TASK BRIEF.
From the listing below, copy only the lines from the line that contains "example = [(894, 198)]" to the line that contains "Query: construction crane", counting those two lines as part of the copy.

SOURCE DATA.
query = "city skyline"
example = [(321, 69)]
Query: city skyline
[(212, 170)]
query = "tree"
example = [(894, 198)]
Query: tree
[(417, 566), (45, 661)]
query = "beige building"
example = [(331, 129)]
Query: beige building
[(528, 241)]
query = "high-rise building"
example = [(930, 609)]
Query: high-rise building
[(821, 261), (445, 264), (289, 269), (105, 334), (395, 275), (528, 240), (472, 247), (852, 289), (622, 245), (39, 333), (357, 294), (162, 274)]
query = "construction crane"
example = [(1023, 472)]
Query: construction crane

* * *

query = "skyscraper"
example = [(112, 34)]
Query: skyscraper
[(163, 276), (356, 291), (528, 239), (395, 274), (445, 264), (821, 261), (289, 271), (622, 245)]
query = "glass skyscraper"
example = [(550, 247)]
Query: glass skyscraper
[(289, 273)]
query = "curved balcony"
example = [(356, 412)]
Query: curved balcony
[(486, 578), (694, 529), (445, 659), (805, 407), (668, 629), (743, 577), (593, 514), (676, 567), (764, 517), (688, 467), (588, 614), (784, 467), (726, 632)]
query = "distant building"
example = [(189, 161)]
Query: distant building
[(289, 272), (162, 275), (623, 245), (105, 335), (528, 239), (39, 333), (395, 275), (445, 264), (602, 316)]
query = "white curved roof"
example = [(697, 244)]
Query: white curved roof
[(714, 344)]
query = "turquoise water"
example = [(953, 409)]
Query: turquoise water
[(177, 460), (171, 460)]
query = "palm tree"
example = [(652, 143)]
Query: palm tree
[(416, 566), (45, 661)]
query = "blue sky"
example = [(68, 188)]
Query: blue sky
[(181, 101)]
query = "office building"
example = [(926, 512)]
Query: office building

RESULT.
example = [(894, 198)]
Query: tree
[(417, 566), (45, 661)]
query = "beige building"
example = [(331, 129)]
Query: beige building
[(528, 241)]
query = "high-rise building"
example = [(930, 609)]
Query: high-rise building
[(821, 261), (445, 264), (289, 269), (105, 334), (395, 275), (528, 240), (472, 247), (852, 289), (622, 245), (39, 333), (357, 294), (162, 274)]
query = "construction crane"
example = [(1023, 472)]
Query: construction crane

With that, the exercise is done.